Your instructions: Copy the records that follow exactly, leaving nothing out.

The input:

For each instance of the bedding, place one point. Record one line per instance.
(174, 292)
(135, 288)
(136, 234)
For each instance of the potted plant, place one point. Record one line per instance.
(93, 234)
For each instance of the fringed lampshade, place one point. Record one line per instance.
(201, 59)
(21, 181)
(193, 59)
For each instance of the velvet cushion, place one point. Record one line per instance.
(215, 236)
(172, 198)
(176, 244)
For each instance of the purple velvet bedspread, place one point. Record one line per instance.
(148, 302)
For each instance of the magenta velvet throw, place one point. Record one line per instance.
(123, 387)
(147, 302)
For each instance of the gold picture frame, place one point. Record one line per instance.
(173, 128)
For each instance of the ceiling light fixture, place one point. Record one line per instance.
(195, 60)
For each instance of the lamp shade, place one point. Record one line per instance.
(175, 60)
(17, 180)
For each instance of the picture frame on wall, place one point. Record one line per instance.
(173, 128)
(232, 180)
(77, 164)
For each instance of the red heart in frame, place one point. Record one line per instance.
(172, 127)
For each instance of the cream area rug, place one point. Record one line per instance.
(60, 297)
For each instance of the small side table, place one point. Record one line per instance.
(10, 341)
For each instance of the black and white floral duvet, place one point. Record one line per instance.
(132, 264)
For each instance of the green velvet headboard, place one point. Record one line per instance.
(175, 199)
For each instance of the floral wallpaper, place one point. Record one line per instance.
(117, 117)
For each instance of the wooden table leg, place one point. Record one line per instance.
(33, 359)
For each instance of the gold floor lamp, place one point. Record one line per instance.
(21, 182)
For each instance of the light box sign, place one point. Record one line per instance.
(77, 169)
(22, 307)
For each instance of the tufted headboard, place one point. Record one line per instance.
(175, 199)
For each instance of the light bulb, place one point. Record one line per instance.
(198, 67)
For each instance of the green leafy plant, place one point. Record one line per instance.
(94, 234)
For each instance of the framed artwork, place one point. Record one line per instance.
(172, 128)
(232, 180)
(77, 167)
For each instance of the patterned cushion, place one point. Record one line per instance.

Solution for this problem:
For each instance of the bedding, place one point. Record one line per instance.
(174, 292)
(135, 288)
(136, 234)
For each instance of the potted plant, place one point. Record one line per instance.
(93, 234)
For each instance of the fringed lampshade, place one point. Record one line per instance.
(201, 59)
(21, 181)
(193, 59)
For each instance of the velvet cushion, place one point. Record one line per instance.
(215, 236)
(172, 198)
(176, 244)
For each instance of the purple velvet bedspread, place one point. Record one line per instance.
(148, 302)
For each instance of the magenta velvet throw, place one point. Record one line per instance.
(123, 387)
(147, 302)
For each instance of the gold picture frame, place one point. Record one line per instance.
(173, 128)
For each instance of the ceiling light fixture, place one point. Record one line per instance.
(195, 60)
For each instance of the lamp shade, place one point. Record one line per instance.
(175, 60)
(17, 180)
For each instance of the picture frame on wall, place one point. Record one line per instance.
(173, 128)
(232, 180)
(77, 164)
For each instance of the red heart in frame, place one point. Record one line per instance.
(172, 127)
For each instance of the cream area rug, place one point. Record one line per instance.
(60, 297)
For each instance of the small side table, place one point. Record one line per instance.
(10, 341)
For each instance of the black and white floral duvet, place one point. Record one line per instance.
(132, 264)
For each instance of the green velvet headboard, place one point. Record one line per instance.
(175, 199)
For each instance of the floral wallpaper, place one point. Record one line per instance.
(117, 117)
For each instance of the wooden table leg, place one point. Record one line per instance.
(33, 359)
For each instance of the gold floor lamp, place one point. Record one line per instance.
(21, 182)
For each instance of the light box sign, place one point. Record one line per instance.
(77, 169)
(22, 307)
For each instance of the tufted headboard, place one point. Record one line per instance.
(175, 199)
For each instance of the light bulb, place one point. Record one line per instance.
(198, 67)
For each instance of the green leafy plant, place one point. Record one line per instance.
(94, 234)
For each instance of the framed artwork, place one point. Record one line per instance.
(172, 128)
(232, 180)
(77, 167)
For each instance of the patterned cushion, place one point. Record one line per instance.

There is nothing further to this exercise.